Complications are possible when applying CT technology in a nonconventional environment. Connection tie-ins and available deck area are typically incompatible with intervention-type activities, and challenging issues such as weight limitations, nature of blockage, and weather sensitive environments lead to the need for elaborate planning with multiple contingencies to address the uncertainties. Our study investigated the operational planning and logistical requirements associated with the radiation of the flow assurance for the Serrano flowline.
The Serrano flowline is located in the Gulf of Mexico (GOM), in 3,500 ft of water and is tied back 6 miles to the Auger TLP. Three subsea wells have produced through the electrically heated Serrano flowline since 2001. In November 2006, there was an unplanned shutdown of the flowline and despite numerous attempts to restart, the wells had failed to flow.
In December 2007, after 6 months of intensive and complex planning, a standalone CT operation was successfully performed while drilling operations continued on the main rig. The operations consisted of utilizing a unique small footprint compensation frame to allow access to the flowline from a confined area. Then a 1-1/2-in CT string was deployed into the flowline to retrieve a sample of the blockage for diagnostic purposes. The analysis of the sample dictated the optimal cleanout strategy which was to combine a specialized rotary nozzle with pumping diesel and solvents to successfully clean out the flowline. The blockage was breached at a depth of 3,700 ft after cleaning almost 1,000 ft in less than 24 hours. The flowline was reinstated and gas production restored to >2,000 bbl/d and 8 MMcf, thus preventing the client from losing the lease.

■ **WHAT YOU NEED TO DO**
Reproduce the Serrano flowline text word for word from "In December 2007, after" up to and including "losing the lease.". The entries have no connection to the Serrano flowline text.

■ **RECORDS**
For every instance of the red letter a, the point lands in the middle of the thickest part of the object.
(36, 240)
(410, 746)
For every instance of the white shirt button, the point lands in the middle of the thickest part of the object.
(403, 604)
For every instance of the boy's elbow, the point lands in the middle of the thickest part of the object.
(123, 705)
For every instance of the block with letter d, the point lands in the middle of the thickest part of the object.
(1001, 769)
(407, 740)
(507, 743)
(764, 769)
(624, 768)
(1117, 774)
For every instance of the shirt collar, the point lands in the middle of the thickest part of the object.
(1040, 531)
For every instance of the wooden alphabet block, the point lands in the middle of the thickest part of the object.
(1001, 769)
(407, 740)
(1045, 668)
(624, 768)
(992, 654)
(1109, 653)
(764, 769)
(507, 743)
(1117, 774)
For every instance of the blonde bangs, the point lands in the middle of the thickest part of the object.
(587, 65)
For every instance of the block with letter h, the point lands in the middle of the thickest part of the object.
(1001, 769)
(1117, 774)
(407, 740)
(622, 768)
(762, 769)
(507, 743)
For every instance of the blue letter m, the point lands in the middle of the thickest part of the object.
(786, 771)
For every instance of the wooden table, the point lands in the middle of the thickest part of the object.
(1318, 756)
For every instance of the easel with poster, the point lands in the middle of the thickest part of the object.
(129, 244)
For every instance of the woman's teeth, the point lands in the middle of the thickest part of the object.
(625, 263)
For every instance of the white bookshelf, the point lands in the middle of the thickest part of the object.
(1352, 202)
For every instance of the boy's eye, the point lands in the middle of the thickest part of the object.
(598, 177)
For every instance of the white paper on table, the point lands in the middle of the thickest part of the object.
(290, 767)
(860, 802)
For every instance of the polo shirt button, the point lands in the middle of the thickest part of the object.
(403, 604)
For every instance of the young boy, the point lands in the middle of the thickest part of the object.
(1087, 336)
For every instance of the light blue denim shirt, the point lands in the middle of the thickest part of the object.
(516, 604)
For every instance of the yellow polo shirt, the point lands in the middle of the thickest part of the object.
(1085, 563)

■ **TASK ANSWER**
In December 2007, after 6 months of intensive and complex planning, a standalone CT operation was successfully performed while drilling operations continued on the main rig. The operations consisted of utilizing a unique small footprint compensation frame to allow access to the flowline from a confined area. Then a 1-1/2-in CT string was deployed into the flowline to retrieve a sample of the blockage for diagnostic purposes. The analysis of the sample dictated the optimal cleanout strategy which was to combine a specialized rotary nozzle with pumping diesel and solvents to successfully clean out the flowline. The blockage was breached at a depth of 3,700 ft after cleaning almost 1,000 ft in less than 24 hours. The flowline was reinstated and gas production restored to >2,000 bbl/d and 8 MMcf, thus preventing the client from losing the lease.